* Request:
In the material below, copy out word for word every line starting with the one that contains "cluster of buildings." and going on through the one that contains "[[0, 74, 192, 103]]", including both of those lines.

>> Start Data shown

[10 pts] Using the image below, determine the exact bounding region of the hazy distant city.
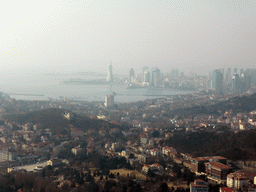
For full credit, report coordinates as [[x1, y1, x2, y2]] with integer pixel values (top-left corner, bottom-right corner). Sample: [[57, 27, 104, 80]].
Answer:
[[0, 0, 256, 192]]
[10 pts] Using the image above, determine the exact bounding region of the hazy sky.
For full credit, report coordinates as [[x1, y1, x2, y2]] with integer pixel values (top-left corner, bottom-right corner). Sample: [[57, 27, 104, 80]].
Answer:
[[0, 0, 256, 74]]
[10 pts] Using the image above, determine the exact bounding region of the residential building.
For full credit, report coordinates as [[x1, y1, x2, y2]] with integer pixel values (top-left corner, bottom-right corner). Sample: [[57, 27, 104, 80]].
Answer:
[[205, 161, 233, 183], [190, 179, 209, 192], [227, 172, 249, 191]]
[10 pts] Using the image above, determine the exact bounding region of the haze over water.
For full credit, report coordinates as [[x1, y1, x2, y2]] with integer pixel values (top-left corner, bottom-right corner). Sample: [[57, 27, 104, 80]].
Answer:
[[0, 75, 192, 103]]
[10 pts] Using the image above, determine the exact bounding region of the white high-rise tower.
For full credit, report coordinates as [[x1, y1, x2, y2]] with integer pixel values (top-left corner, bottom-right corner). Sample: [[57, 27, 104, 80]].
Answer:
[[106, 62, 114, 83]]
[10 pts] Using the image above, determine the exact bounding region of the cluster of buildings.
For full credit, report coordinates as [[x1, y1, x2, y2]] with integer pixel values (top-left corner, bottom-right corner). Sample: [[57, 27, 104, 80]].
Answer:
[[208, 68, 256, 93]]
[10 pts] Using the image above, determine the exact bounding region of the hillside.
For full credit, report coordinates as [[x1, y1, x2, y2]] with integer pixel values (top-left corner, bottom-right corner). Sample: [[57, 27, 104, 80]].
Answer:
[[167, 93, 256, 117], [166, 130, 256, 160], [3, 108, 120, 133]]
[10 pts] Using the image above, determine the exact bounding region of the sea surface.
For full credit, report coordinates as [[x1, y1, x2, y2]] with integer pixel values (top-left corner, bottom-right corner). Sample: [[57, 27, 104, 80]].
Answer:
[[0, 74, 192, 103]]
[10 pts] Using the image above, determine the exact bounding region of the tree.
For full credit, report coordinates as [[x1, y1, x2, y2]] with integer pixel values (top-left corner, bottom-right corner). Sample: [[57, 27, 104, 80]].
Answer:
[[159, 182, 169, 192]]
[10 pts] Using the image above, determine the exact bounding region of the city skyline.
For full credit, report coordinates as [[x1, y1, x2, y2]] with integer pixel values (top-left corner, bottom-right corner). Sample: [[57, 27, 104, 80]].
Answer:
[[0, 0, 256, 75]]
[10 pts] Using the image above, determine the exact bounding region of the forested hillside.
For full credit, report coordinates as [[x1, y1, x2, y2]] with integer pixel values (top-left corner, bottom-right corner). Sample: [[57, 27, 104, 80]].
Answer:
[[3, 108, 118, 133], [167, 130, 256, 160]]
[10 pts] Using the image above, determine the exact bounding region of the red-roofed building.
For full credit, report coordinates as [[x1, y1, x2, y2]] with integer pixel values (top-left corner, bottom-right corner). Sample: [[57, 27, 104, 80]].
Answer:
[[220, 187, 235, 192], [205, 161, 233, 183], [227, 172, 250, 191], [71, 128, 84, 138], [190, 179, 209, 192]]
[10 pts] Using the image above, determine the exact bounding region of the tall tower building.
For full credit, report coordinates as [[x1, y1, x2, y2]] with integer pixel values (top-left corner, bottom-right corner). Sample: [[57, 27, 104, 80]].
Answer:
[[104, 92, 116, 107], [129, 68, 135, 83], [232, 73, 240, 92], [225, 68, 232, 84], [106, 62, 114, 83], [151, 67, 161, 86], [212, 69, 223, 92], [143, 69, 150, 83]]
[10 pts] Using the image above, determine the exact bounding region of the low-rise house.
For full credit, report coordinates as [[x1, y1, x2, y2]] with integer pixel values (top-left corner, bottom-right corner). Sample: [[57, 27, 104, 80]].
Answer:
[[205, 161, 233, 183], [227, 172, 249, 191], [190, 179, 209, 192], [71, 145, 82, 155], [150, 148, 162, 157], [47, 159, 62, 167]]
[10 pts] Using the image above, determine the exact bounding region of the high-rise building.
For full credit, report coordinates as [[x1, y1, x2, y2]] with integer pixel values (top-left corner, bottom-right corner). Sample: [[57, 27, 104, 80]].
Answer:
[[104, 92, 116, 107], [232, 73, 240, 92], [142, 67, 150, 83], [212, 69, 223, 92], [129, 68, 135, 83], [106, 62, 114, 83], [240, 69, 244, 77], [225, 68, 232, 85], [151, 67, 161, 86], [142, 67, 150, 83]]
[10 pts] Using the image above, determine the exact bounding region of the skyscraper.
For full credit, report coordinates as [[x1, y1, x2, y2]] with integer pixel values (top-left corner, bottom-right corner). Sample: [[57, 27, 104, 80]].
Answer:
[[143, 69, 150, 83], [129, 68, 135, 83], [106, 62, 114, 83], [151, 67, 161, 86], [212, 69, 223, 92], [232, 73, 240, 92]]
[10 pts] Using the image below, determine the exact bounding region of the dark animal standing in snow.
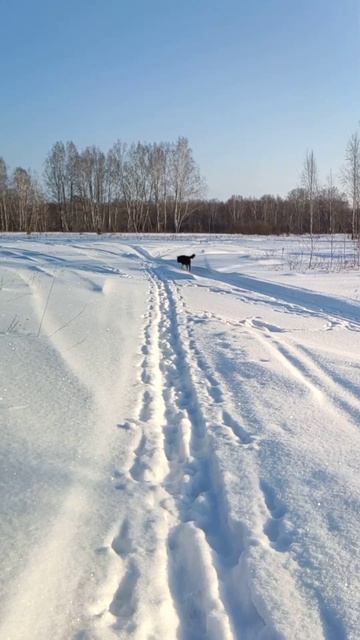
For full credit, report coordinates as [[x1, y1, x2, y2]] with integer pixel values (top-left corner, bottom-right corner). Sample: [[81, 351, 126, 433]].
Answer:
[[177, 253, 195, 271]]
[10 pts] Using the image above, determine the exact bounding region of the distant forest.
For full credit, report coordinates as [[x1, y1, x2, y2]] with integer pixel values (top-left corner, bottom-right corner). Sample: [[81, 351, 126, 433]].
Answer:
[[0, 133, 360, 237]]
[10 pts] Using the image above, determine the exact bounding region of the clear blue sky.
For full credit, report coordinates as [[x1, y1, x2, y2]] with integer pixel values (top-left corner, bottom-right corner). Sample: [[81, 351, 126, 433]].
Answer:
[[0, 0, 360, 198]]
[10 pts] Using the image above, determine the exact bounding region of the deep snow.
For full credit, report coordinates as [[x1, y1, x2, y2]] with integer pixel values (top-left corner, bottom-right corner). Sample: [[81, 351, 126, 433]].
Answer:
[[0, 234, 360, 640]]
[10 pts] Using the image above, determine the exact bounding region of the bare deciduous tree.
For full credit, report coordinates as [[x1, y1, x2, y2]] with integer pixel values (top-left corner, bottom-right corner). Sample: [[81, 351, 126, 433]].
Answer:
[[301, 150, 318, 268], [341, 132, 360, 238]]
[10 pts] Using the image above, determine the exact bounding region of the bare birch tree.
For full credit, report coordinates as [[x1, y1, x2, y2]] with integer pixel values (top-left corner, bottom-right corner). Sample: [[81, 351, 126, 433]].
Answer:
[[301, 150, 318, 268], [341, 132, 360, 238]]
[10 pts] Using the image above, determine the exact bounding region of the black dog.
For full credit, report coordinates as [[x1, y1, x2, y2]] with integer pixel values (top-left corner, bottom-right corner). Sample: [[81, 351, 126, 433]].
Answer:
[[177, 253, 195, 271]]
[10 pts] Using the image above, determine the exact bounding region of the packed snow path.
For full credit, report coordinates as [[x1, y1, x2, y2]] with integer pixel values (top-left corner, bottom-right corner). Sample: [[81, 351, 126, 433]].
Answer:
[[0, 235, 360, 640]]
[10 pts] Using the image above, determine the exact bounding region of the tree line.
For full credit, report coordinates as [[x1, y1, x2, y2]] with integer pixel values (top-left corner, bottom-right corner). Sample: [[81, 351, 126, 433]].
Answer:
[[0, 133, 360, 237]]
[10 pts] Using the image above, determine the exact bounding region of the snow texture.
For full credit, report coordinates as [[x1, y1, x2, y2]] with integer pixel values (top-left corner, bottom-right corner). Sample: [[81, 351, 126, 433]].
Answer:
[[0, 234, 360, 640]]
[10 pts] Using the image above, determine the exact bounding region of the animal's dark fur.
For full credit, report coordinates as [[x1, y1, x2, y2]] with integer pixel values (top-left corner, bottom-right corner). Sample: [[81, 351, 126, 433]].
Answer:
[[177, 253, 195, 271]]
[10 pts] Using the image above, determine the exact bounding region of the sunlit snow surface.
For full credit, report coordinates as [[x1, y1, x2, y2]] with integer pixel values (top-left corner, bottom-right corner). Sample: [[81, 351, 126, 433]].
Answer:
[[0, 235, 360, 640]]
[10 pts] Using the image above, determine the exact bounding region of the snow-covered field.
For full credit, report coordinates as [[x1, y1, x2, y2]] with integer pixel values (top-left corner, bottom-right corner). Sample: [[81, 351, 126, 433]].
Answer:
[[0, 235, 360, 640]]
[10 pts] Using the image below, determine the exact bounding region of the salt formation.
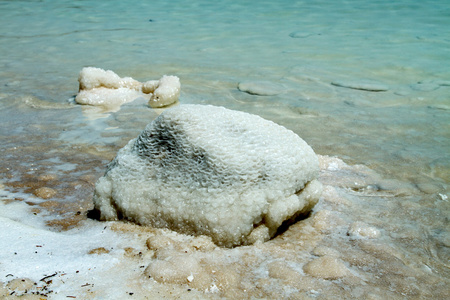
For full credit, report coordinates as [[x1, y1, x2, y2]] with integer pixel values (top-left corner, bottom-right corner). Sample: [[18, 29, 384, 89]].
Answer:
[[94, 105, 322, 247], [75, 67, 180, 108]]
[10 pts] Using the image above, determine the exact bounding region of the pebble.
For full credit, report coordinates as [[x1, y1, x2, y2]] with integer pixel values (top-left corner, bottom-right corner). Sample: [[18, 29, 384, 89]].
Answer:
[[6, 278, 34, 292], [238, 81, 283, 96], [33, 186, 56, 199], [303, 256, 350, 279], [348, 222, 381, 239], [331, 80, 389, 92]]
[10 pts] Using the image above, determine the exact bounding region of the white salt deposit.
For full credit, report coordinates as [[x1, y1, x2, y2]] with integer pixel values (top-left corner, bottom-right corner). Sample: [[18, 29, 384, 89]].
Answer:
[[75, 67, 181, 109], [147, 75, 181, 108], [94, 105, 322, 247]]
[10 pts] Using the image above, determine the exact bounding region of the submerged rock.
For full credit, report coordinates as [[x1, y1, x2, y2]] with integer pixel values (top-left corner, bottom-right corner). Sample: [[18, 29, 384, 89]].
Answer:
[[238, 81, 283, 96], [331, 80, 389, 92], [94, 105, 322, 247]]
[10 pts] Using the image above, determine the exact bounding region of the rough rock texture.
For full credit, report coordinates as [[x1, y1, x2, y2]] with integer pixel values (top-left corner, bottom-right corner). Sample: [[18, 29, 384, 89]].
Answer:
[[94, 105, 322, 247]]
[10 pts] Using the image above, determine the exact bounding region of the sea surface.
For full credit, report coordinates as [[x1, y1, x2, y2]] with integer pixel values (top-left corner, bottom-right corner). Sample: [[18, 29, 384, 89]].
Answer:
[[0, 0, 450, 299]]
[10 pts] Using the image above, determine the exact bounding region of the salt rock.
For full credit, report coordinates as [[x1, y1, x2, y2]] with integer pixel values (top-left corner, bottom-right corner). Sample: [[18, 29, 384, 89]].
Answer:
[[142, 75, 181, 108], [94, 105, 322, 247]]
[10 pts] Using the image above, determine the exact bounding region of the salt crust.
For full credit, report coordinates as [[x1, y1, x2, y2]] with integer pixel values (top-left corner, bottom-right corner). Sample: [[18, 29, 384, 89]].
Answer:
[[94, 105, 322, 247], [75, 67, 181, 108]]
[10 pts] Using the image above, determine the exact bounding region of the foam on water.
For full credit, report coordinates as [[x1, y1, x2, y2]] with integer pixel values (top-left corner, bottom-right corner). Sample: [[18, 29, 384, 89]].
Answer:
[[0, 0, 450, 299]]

>> End Data shown

* Response:
[10 pts] Using the image above, determine the exact bounding region of the cluster of buildings.
For full credit, report coordinates as [[x1, y1, x2, y2]] with integer pixel values (top-left corner, bottom-right corner). Sample: [[57, 27, 104, 80]].
Answer:
[[208, 68, 256, 93]]
[10 pts] Using the image above, determine the exact bounding region of the hillside.
For full credit, report coordinates as [[x1, y1, x2, y2]] with integer pixel values (top-left corner, bottom-right corner). Sample: [[57, 27, 104, 80]].
Answer:
[[167, 93, 256, 117], [166, 130, 256, 160], [3, 108, 120, 133]]
[10 pts] Using the image above, determine the exact bounding region of the sea surface.
For full credit, report coordinates as [[x1, y1, x2, y2]] with integer pixel values (top-left corner, bottom-right corner). Sample: [[57, 27, 104, 80]].
Answer:
[[0, 74, 192, 103]]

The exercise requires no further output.